Given task ▸
Convert the records below, from the line containing "Find the round" through the line containing "<point>273,28</point>", into a Markdown table with the columns Row and Text. Put a row number in Row and the line itself in Text, and skip any blank lines.

Dataset entries ▸
□ □ □ □ □
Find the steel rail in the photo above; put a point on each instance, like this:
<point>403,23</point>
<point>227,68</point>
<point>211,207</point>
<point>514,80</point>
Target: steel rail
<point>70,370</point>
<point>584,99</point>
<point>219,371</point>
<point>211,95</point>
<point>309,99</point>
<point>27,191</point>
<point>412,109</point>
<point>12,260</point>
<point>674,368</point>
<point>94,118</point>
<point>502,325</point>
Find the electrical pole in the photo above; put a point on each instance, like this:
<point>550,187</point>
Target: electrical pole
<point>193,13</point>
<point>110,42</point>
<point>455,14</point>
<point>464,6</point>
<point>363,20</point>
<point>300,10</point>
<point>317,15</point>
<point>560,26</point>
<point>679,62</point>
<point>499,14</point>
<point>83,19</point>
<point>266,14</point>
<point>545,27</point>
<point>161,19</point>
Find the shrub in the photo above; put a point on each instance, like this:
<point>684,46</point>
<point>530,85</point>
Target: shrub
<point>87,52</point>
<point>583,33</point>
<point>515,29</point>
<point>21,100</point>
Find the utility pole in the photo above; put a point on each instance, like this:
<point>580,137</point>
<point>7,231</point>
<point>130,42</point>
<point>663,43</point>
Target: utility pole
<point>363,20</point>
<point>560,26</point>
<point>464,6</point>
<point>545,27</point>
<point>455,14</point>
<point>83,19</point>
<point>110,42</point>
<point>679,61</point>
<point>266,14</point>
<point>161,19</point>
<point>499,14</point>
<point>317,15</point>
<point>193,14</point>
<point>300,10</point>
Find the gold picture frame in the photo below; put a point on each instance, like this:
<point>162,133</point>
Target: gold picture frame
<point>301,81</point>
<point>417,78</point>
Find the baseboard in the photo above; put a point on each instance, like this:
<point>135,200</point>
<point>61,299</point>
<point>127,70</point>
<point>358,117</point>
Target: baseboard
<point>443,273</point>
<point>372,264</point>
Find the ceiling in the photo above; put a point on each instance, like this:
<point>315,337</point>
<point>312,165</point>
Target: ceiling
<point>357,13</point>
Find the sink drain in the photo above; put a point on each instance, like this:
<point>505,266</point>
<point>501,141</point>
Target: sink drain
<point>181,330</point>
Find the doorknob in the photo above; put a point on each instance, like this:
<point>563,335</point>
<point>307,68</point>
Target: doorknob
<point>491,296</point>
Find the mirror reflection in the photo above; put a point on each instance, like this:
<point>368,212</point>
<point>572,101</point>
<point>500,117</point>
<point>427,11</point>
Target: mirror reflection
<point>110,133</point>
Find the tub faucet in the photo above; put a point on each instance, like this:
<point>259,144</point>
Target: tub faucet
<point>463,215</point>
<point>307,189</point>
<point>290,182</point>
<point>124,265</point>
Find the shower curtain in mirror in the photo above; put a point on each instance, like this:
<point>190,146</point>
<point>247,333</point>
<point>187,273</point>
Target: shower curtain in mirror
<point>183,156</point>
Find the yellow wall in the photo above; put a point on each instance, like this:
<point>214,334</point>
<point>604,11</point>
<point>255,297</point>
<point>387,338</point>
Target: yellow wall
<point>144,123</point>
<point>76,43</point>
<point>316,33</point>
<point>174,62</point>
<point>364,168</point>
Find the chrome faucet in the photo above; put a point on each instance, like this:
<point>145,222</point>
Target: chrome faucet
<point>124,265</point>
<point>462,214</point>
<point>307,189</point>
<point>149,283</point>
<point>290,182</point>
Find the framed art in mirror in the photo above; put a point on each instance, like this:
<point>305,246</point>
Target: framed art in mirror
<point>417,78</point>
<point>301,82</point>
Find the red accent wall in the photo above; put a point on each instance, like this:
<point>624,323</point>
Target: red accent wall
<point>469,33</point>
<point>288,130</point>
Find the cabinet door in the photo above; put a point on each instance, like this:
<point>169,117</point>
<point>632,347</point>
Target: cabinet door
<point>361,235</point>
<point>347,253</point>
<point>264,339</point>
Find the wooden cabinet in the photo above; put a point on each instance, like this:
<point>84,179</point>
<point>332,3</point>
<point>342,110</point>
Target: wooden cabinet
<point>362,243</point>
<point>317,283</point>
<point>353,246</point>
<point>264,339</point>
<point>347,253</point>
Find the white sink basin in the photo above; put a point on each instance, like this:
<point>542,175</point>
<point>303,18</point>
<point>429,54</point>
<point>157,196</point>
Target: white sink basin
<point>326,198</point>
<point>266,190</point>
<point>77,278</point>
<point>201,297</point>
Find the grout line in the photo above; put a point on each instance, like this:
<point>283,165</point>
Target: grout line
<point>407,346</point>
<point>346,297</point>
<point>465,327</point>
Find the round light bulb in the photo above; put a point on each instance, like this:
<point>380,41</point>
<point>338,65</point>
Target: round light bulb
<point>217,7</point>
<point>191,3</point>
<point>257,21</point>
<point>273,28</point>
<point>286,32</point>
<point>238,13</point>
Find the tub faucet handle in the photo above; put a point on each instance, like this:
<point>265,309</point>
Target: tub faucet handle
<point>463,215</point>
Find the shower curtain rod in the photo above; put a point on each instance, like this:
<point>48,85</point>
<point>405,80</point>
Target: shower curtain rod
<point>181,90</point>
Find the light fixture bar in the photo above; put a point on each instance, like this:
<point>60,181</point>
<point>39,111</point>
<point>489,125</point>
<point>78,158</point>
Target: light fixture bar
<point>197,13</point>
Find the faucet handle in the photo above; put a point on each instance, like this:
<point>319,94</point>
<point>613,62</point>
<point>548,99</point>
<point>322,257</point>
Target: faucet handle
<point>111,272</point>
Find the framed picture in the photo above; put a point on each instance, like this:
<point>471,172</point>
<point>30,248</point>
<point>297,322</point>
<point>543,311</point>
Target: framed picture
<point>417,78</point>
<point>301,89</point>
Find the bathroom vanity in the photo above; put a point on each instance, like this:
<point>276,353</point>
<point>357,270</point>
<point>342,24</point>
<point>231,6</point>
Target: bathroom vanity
□ □ □ □ □
Exercise output ▸
| Row | Text |
|---|---|
| 1 | Find the round light bulb in the photo above; put a point on each instance, like this: |
| 2 | <point>380,41</point> |
| 3 | <point>338,65</point> |
| 4 | Target: round light bulb |
| 5 | <point>217,7</point> |
| 6 | <point>191,3</point> |
| 7 | <point>257,21</point> |
| 8 | <point>273,28</point> |